[Dataset entries]
::::::::::
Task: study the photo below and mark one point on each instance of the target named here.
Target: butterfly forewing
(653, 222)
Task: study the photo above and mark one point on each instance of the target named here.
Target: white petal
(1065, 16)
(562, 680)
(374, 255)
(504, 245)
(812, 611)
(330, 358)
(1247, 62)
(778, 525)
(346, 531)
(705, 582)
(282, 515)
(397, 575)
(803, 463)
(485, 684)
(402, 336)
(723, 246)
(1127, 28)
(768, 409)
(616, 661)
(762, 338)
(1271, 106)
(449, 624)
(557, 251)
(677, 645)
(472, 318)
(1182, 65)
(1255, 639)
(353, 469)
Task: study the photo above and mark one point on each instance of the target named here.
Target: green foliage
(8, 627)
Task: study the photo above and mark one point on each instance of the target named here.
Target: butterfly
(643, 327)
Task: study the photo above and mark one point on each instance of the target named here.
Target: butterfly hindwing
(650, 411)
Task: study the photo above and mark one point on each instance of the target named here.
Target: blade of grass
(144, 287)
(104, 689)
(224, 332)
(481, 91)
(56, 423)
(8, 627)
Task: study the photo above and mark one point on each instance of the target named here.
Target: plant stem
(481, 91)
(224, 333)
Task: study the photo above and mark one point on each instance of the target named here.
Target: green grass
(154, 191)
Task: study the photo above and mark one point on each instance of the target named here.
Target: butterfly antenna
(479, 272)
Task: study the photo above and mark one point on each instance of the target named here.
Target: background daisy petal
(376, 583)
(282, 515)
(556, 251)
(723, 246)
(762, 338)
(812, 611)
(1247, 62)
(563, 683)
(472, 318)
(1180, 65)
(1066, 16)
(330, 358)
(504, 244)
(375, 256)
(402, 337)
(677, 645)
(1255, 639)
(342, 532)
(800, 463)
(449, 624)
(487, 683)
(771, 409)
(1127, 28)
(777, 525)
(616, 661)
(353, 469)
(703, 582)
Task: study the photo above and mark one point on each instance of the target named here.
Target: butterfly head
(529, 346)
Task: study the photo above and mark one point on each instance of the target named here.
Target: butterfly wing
::::::::::
What you will do: Every record shown above must be echoed exactly.

Exercise solution:
Task: study the photo below and mark one point on each instance of the target named here.
Target: butterfly forewing
(653, 222)
Task: study the photo above and mark one point on each instance of the target named here.
Target: white petal
(1065, 16)
(562, 680)
(374, 255)
(504, 245)
(812, 611)
(330, 358)
(1247, 62)
(778, 525)
(346, 531)
(705, 582)
(282, 515)
(397, 575)
(803, 463)
(485, 684)
(402, 336)
(723, 246)
(1127, 28)
(768, 409)
(616, 661)
(762, 338)
(1271, 106)
(449, 624)
(557, 251)
(677, 645)
(472, 318)
(1182, 65)
(1255, 639)
(353, 469)
Task: study the photo above and mark one point on each instance of the target named here.
Target: green foliage
(8, 627)
Task: study the photo above and mark one point on each instance of the target named here.
Target: butterfly
(643, 327)
Task: study the photo above and mark one point on each instance of the target named here.
Target: butterfly hindwing
(650, 411)
Task: study the photo above and mark one point on each instance of the target named here.
Target: blade of grass
(144, 287)
(104, 689)
(224, 332)
(481, 91)
(56, 423)
(8, 627)
Task: study the photo above and mark one point on each instance of the target named here.
Target: plant stem
(481, 91)
(224, 333)
Task: study the photo above and mark one point on each instance of the target named here.
Target: green grass
(154, 191)
Task: study the photo above and mark one point on each instance of the target named here.
Target: butterfly antenna
(479, 272)
Task: study the photo above and mark one point on each instance of the target named here.
Target: background daisy petal
(376, 583)
(282, 515)
(556, 251)
(723, 246)
(762, 338)
(812, 611)
(1247, 62)
(563, 683)
(472, 318)
(1180, 65)
(1066, 16)
(330, 358)
(504, 244)
(375, 256)
(402, 337)
(677, 645)
(1255, 639)
(342, 532)
(800, 463)
(449, 624)
(487, 683)
(771, 409)
(1127, 28)
(777, 525)
(616, 661)
(353, 469)
(703, 582)
Task: study the photo above and mark one point on each instance of the target named here.
Target: butterfly head
(529, 346)
Task: study the photo above and mark one point on each instance of the target named here.
Target: butterfly wing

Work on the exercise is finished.